(Stored data entries)
┏━━
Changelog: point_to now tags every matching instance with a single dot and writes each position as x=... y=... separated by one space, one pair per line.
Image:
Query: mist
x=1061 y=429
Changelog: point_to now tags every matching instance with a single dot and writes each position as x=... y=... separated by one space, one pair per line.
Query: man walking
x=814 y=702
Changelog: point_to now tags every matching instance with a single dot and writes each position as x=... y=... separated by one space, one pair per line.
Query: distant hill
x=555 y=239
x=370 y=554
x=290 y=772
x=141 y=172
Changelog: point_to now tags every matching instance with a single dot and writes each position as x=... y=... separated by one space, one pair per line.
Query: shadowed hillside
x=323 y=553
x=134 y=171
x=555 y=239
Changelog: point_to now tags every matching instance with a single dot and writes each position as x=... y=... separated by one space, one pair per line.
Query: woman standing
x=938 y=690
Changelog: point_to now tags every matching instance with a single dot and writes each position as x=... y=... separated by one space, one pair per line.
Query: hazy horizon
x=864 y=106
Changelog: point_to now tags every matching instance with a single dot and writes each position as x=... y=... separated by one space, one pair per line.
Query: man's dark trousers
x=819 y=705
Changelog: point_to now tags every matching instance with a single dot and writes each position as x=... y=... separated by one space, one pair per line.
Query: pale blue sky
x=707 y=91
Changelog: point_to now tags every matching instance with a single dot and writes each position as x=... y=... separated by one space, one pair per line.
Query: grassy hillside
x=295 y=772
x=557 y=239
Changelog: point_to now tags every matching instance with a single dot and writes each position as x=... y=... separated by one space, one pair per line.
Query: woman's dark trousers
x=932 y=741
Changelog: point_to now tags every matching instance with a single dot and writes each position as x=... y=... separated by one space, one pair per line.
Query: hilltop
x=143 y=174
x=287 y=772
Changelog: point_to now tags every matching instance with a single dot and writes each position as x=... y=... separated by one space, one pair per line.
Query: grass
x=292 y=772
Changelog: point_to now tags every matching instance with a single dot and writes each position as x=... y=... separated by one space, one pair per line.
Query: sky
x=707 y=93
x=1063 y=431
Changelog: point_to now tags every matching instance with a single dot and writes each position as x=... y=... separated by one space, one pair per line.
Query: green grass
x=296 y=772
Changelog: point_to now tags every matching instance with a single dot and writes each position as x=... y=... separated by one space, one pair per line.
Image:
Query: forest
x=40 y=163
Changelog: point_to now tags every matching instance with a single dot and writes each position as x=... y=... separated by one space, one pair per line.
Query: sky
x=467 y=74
┗━━
▸ Required work:
All of the records must be repeated exactly.

▸ Answer below:
Changelog: point_to now tags every matching instance with a single dot and writes each position as x=... y=... separated by one space, one pair per line.
Image:
Query: mist
x=1061 y=429
Changelog: point_to now tags every matching instance with a single dot and writes each position as x=... y=... separated by one space, one pair per line.
Query: man walking
x=814 y=702
Changelog: point_to now tags every matching instance with a single dot and writes each position as x=... y=... separated by one space, one pair per line.
Query: distant hill
x=555 y=239
x=370 y=554
x=290 y=772
x=141 y=172
Changelog: point_to now tags every matching instance with a single dot and writes each position as x=... y=... separated by one space, one pair per line.
Query: shadowed hillside
x=323 y=553
x=134 y=171
x=555 y=239
Changelog: point_to now tags every matching instance with a single dot and writes each position as x=... y=... separated by one space, one pair per line.
Query: woman standing
x=938 y=690
Changelog: point_to now tags every matching instance with a single dot and writes each position as x=... y=... separated by one space, one pair per line.
Query: hazy horizon
x=864 y=106
Changelog: point_to now tags every matching instance with a single dot and writes each position as x=... y=... separated by one space, one pair per line.
Query: man's dark trousers
x=819 y=705
Changelog: point_to now tags every matching instance with a single dot and writes each position as x=... y=... separated by one space, one pair per line.
Query: pale blue sky
x=707 y=91
Changelog: point_to now tags every matching instance with a single dot and writes each position as x=... y=... separated by one space, one pair per line.
Query: grassy hillside
x=295 y=772
x=557 y=239
Changelog: point_to now tags every matching instance with a single dot and writes each position as x=... y=... separated by one space, one pair per line.
Query: woman's dark trousers
x=932 y=741
Changelog: point_to now tags every matching instance with a single dot and writes each position as x=... y=... separated by one space, one pair per line.
Query: hilltop
x=143 y=174
x=287 y=772
Changelog: point_to now tags every matching instance with a single dot and writes each position as x=... y=... separated by one space, one pair per line.
Query: grass
x=292 y=772
Changelog: point_to now tags every matching instance with a single dot and writes each position as x=... y=... separated by one space, one pair per line.
Query: sky
x=707 y=93
x=1063 y=431
Changelog: point_to now tags every matching instance with a single dot and writes each position as x=... y=... separated by one space, one pair per line.
Query: green grass
x=296 y=772
Changelog: point_to now tags every matching instance with a single dot and writes each position as x=... y=... separated by one space, one pair per line.
Image:
Query: forest
x=40 y=163
Changelog: point_to now tags every matching instance with a single dot and writes each position as x=... y=... separated by one space, one pair per line.
Query: sky
x=467 y=74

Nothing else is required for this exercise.